Teks Ditampilkan —
Menjadi Dua Puluh

782 42 0
                                    

Apa yang kupelajari dari Menjadi Dua Puluh?

Aku belajar menerima diriku, juga menerima fakta bahwa 'merasa tidak cukup' adalah laku batin yang pedih, namun juga terasa begitu normal pada saat yang sama. Ini juga adalah tentang bagaimana aku membangun relasi dengan diri sendiri. Tentang rasa dan merasakan. Tentang perasaan. Aku sadar satu hal. Bahwa sejatinya dan sesungguhnya; aku tak pernah benar-benar bisa membagi perasaan dengan orang lain. Apabila kugambarkan, perasaan itu semacam medium yang unik. Tak ada yang sama-- setiap manusia menafsirkannya dengan berbeda. Adakalanya, beberapa manusia menitikkan air mata kala hujan turun, ada kalanya juga, beberapa manusia tiba-tiba saja tersenyum sangat tulus saat cahaya pertama matahari sore memeluk halus saraf kulitnya. Dari sini aku belajar bagaimana uniknya perasaanku, juga perasaan orang-orang yang ada dalam hidupku, juga perasaan orang-orang yang bahkan tak aku kenal. Dari sini pula aku belajar memahami bahwa; perasaan kita terhadap diri sendiri lebih penting daripada bagaimana perasaan kita terhadap orang lain, pun lebih penting daripada bagaimana perasaan orang lain terhadap kita.

Daftar Tersedia —

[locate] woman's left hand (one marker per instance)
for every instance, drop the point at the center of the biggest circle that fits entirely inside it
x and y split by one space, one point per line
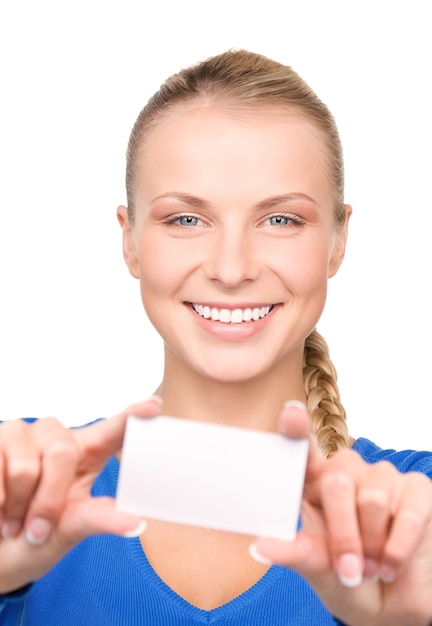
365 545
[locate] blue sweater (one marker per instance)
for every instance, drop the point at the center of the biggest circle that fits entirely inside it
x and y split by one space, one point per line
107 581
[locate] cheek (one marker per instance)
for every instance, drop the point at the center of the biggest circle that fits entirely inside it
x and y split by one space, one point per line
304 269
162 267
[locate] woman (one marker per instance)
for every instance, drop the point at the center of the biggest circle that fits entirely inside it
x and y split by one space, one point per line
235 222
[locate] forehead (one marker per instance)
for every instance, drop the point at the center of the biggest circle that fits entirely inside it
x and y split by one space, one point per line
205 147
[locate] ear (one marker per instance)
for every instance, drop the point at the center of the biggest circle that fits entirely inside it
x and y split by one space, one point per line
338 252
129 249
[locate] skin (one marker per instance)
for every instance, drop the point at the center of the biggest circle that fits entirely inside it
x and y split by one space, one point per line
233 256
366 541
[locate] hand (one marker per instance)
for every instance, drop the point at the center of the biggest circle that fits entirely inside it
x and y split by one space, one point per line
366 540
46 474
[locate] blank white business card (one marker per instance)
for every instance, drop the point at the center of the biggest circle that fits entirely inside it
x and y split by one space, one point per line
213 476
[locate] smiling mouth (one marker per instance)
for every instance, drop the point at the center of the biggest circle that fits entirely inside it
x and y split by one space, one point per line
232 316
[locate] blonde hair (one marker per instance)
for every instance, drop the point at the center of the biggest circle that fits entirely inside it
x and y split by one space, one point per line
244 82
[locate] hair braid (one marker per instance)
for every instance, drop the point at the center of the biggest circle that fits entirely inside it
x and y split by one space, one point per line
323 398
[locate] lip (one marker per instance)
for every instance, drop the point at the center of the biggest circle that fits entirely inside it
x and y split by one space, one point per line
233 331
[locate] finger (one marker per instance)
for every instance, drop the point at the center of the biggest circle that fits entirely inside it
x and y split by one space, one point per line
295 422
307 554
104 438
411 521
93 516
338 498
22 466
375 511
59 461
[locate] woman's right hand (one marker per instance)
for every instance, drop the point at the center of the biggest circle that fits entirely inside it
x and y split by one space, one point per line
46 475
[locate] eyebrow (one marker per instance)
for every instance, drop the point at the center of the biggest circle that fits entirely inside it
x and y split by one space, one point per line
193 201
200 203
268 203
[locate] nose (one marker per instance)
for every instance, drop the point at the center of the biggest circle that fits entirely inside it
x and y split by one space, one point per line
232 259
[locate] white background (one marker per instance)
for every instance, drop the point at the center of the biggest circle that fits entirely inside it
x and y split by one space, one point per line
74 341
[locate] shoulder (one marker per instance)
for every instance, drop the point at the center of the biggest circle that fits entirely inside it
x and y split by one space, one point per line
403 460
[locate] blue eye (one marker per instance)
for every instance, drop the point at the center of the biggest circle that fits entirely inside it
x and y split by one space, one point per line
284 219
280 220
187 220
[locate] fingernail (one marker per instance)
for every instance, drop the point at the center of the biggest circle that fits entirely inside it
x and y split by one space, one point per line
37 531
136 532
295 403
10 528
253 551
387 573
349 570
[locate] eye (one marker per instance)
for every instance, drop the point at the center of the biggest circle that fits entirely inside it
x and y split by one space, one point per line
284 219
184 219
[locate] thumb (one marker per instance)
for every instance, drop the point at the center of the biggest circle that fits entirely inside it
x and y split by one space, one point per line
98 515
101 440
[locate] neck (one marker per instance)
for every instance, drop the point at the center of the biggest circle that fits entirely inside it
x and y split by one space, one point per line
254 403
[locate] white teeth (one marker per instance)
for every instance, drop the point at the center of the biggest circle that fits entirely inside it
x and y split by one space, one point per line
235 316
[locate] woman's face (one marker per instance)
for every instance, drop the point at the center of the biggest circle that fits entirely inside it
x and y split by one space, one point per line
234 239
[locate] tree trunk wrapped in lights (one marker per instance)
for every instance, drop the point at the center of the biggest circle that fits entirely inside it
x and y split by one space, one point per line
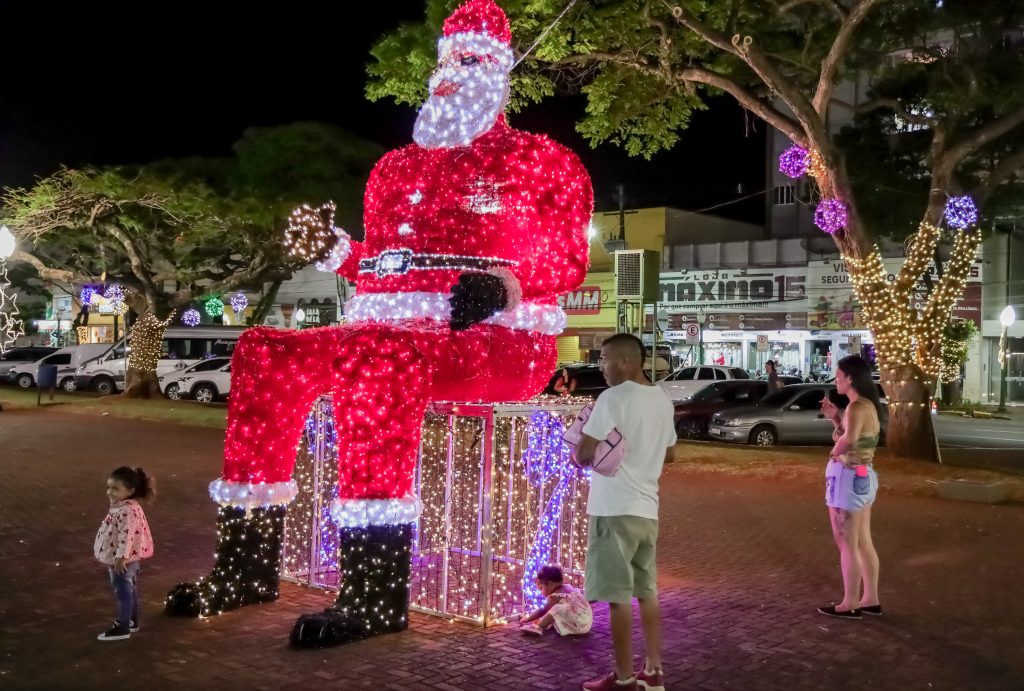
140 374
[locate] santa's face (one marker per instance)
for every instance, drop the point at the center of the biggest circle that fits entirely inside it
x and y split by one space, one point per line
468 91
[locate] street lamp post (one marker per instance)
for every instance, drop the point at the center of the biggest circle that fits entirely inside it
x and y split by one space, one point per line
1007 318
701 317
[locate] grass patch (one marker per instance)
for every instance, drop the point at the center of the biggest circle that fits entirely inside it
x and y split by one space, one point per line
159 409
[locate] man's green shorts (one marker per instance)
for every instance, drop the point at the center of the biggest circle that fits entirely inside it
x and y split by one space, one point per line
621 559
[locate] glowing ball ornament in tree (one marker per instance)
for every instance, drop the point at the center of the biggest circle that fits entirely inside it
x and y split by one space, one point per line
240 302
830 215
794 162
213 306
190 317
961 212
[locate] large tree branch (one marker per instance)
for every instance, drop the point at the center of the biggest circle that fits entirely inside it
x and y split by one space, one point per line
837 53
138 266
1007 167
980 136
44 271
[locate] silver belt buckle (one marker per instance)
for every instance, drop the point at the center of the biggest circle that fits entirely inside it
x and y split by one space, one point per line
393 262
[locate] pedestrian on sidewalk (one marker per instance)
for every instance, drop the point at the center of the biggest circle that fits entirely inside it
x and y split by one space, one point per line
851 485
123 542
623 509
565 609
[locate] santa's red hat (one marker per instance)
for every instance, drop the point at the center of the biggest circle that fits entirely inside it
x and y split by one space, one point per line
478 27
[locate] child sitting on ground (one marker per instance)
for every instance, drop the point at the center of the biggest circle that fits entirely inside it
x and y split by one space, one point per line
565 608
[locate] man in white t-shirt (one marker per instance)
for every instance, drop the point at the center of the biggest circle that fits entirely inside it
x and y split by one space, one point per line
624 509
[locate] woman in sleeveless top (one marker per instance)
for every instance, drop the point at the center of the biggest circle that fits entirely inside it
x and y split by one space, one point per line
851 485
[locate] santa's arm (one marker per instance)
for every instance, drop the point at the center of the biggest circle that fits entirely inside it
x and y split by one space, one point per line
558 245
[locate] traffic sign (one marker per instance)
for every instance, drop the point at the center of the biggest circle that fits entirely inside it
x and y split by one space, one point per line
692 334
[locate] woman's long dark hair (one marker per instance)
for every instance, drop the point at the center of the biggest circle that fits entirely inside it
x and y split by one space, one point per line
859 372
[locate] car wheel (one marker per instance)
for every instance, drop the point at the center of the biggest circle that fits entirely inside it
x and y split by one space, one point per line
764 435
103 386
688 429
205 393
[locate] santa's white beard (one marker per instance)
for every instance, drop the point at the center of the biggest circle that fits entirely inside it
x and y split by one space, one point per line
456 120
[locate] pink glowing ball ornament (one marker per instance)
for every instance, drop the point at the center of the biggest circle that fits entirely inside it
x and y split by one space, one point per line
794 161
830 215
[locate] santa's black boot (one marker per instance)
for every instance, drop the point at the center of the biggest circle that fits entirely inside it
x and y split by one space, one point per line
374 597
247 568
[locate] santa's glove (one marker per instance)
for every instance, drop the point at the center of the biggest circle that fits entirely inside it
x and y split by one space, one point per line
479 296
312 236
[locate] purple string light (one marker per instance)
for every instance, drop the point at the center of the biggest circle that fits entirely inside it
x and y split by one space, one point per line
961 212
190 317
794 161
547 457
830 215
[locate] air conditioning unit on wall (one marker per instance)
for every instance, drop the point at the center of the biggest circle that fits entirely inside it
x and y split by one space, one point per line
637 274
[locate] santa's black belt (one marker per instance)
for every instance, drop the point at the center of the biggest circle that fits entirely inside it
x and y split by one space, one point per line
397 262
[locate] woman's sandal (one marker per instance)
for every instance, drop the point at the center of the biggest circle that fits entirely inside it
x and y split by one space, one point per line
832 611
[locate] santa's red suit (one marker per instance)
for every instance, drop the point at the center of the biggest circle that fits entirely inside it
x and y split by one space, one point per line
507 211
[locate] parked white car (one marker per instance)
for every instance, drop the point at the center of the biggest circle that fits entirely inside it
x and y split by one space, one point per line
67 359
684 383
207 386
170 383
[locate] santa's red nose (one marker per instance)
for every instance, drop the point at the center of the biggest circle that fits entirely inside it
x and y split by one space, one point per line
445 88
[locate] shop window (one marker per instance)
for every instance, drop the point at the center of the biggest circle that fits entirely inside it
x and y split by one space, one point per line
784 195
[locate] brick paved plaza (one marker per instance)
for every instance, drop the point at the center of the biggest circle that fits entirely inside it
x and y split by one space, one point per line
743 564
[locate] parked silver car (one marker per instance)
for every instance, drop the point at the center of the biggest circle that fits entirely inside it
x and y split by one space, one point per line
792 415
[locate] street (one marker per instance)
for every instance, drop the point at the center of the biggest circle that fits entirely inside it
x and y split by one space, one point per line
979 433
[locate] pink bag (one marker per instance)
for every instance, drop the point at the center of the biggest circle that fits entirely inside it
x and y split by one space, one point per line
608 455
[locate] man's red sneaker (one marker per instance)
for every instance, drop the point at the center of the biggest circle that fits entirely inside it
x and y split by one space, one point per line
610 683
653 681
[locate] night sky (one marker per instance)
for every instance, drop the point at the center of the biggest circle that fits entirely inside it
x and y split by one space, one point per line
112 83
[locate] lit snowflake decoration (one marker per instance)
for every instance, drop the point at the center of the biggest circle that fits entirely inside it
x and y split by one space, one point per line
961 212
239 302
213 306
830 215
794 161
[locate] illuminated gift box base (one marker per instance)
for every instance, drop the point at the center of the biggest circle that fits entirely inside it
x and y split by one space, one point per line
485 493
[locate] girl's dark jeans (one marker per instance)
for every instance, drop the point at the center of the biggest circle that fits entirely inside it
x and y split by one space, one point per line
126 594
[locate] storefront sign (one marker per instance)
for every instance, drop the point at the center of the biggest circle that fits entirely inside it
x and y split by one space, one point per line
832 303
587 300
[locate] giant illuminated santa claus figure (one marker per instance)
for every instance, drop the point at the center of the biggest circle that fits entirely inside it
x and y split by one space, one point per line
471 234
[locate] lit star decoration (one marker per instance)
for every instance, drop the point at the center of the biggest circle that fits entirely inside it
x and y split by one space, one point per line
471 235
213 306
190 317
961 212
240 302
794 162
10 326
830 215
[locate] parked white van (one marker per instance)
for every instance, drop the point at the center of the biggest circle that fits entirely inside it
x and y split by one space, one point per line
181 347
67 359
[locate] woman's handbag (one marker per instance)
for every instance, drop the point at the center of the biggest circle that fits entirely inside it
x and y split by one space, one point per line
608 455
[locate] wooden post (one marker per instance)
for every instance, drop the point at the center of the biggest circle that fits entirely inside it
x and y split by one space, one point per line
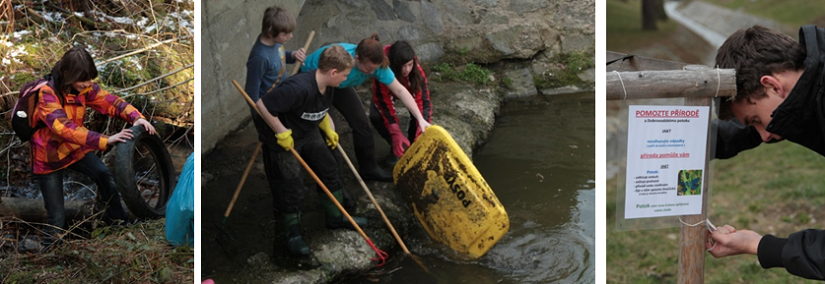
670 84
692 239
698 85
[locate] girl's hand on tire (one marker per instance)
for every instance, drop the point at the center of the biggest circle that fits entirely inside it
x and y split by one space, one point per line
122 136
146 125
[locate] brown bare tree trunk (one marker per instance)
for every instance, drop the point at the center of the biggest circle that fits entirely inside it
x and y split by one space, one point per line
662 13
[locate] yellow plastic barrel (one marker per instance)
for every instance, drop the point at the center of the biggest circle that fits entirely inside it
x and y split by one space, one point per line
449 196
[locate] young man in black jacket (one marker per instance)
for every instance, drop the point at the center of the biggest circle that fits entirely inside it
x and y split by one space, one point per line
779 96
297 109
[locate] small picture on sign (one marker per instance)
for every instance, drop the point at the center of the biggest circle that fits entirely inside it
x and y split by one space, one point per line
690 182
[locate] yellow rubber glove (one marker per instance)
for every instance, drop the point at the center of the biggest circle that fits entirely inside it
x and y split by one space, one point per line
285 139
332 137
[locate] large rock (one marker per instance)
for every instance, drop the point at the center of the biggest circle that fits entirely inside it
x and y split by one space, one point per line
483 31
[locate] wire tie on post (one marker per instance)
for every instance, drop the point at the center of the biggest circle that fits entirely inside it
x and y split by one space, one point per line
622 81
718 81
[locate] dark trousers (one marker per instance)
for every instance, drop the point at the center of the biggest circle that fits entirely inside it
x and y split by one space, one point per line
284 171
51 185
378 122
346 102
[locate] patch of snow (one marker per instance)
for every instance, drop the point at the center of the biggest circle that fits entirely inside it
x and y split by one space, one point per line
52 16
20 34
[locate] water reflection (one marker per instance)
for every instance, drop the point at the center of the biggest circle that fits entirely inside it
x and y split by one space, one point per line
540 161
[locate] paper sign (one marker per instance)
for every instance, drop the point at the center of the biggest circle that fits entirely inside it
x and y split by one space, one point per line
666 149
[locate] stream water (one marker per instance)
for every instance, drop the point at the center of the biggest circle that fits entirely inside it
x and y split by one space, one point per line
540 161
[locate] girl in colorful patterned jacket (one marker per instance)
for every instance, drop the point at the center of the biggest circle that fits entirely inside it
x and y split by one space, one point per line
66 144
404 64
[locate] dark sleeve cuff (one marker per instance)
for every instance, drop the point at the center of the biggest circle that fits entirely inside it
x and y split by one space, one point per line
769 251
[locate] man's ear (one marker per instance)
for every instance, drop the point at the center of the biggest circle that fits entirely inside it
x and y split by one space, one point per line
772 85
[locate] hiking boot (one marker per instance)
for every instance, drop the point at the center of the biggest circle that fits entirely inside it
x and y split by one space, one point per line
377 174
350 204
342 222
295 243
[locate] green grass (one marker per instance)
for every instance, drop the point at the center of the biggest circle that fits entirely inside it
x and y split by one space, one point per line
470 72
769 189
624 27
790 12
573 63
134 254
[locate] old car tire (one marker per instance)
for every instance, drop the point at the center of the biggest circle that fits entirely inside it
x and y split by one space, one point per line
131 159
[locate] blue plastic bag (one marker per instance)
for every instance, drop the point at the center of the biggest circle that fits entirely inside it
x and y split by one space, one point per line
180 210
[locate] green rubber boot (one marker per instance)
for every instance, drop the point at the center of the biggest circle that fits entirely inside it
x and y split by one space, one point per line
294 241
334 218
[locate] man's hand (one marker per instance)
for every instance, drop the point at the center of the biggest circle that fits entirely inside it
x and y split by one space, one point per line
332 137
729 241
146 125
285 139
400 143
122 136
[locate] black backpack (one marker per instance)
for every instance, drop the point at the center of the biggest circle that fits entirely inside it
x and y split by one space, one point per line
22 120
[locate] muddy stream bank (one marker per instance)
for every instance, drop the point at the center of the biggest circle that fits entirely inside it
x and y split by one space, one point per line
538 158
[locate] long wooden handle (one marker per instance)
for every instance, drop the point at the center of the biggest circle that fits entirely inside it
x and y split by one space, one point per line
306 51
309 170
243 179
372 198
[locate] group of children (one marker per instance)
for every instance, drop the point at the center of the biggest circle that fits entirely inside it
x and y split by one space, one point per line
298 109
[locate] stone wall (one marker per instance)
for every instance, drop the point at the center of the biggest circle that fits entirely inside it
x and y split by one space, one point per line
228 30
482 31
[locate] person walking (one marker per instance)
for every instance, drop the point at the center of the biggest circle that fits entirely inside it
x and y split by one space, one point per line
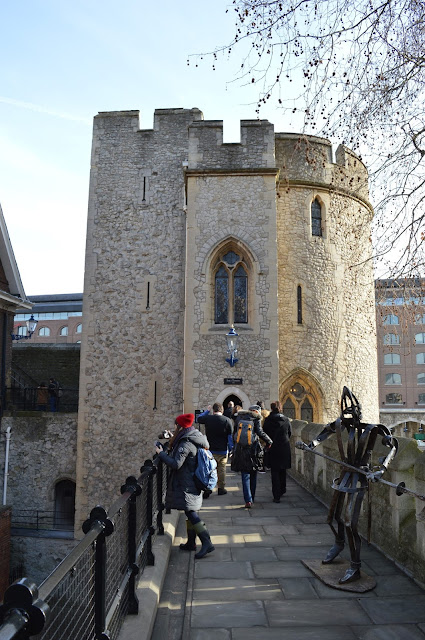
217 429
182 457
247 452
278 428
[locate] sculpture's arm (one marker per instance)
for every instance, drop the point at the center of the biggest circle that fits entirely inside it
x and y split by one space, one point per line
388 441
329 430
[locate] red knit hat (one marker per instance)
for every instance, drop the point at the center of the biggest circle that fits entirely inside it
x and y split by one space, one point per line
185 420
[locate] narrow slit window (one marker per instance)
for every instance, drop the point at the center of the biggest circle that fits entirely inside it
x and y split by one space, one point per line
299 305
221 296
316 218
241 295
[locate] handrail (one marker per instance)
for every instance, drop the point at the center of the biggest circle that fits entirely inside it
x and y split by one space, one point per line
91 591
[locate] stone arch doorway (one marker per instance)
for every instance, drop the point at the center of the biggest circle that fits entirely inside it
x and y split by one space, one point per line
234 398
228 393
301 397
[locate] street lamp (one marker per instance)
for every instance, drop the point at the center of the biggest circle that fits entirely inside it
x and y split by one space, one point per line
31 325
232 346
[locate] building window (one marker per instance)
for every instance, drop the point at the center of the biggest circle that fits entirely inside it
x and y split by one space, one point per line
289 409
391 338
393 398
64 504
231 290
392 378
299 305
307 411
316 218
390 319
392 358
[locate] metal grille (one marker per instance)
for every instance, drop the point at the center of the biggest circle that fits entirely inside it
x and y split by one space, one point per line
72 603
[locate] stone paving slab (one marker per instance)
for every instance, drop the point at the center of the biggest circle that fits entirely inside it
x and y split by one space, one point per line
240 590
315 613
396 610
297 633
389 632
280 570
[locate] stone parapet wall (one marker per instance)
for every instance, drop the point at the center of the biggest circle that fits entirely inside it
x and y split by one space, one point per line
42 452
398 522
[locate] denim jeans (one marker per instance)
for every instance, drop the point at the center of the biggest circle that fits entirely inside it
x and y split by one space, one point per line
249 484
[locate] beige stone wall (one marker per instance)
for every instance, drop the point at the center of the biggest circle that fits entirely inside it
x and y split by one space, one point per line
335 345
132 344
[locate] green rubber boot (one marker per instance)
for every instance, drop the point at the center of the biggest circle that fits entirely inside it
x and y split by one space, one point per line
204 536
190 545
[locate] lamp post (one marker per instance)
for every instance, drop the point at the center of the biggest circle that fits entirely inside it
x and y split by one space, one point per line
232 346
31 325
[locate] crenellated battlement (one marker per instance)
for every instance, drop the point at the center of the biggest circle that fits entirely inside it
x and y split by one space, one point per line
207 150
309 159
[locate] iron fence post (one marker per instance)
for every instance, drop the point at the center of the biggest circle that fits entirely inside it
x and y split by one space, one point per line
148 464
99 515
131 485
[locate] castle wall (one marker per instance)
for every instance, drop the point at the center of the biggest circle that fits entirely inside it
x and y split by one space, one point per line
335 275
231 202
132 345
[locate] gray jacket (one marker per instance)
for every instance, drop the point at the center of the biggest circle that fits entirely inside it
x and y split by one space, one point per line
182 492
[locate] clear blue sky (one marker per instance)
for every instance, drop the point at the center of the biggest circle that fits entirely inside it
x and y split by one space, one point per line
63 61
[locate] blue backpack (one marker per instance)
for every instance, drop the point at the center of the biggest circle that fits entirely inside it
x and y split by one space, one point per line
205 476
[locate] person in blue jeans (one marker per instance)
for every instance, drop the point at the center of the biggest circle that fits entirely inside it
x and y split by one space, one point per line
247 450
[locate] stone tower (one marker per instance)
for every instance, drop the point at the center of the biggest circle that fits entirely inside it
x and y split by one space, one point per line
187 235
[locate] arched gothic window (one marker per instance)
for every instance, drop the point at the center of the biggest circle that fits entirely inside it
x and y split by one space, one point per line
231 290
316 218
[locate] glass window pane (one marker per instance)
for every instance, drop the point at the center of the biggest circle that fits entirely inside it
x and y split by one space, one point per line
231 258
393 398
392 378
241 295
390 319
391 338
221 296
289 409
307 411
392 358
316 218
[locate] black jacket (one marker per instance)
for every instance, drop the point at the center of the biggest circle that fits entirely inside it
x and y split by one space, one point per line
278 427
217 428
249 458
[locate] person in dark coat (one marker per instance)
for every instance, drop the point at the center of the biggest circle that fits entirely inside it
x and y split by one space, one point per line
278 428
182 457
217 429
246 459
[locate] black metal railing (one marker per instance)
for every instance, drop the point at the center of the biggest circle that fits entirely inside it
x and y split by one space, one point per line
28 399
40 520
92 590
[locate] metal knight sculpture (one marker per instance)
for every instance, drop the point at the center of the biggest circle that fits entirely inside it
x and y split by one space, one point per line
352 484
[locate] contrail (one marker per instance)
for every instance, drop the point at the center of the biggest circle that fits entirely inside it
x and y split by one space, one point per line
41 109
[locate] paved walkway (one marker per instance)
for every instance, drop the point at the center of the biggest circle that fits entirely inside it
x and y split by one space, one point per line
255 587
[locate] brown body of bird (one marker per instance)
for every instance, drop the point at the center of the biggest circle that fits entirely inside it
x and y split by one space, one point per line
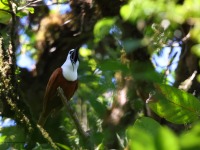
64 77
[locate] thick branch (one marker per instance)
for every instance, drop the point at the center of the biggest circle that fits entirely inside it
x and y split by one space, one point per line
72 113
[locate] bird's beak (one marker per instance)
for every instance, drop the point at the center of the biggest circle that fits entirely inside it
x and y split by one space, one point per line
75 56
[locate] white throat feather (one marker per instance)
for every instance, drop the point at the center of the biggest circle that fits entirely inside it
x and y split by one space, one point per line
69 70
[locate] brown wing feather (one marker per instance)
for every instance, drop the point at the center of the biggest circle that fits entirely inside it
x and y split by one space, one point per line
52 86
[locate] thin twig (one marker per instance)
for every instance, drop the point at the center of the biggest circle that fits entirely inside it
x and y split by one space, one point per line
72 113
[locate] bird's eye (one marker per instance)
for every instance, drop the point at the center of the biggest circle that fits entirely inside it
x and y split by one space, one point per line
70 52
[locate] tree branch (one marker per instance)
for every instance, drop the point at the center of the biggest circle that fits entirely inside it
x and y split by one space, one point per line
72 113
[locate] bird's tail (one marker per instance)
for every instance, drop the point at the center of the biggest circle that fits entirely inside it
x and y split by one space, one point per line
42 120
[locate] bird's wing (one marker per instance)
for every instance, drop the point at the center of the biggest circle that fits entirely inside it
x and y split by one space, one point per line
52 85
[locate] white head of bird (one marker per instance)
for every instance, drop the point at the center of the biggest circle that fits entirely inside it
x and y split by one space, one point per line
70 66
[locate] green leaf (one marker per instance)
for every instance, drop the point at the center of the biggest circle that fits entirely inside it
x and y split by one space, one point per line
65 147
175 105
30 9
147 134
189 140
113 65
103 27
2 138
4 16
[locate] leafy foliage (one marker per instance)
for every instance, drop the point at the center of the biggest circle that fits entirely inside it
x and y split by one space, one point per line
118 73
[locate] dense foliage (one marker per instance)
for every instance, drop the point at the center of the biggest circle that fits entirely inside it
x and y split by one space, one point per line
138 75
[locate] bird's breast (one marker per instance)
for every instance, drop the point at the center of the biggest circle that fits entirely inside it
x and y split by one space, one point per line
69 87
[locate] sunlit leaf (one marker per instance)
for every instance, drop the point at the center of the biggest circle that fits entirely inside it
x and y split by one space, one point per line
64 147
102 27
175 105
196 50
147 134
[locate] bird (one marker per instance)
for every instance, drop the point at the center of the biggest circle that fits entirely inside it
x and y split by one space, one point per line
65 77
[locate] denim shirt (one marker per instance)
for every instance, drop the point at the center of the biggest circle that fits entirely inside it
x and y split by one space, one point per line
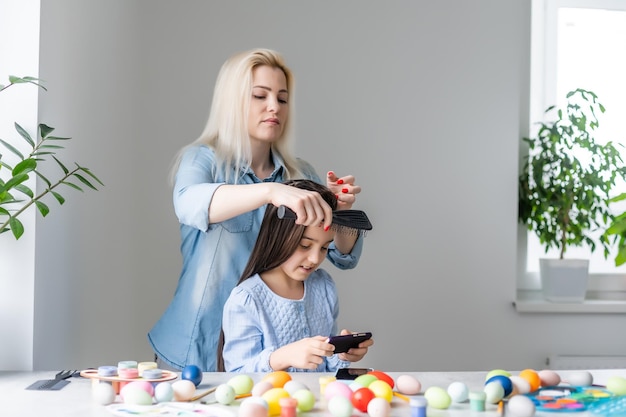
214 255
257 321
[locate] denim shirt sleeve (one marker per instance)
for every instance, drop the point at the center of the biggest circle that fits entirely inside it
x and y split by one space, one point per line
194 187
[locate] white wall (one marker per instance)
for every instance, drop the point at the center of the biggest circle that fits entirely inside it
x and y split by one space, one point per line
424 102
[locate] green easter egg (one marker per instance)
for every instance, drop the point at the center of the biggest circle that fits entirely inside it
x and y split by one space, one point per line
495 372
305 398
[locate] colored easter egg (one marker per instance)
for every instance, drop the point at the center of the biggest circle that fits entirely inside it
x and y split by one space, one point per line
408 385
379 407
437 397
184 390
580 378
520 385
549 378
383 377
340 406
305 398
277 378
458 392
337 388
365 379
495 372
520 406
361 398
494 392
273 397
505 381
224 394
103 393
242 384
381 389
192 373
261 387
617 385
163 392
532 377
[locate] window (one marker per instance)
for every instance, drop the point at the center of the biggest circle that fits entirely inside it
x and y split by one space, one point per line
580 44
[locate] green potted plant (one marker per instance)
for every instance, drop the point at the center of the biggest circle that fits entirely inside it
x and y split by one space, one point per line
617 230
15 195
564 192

Tujuan —
- a) Dalam teks Menjadi Dua Puluh, perasaan terhadap apa yang disebut lebih penting daripada perasaan kita terhadap orang lain?
- b) Kembalikan semua baris dari daftar yang mengandung kata "large".

Jawaban per Tugas —
- a) Perasaan kita terhadap diri sendiri.

- b)
[locate] large tree branch (one marker per instance)
[locate] large rock (one marker per instance)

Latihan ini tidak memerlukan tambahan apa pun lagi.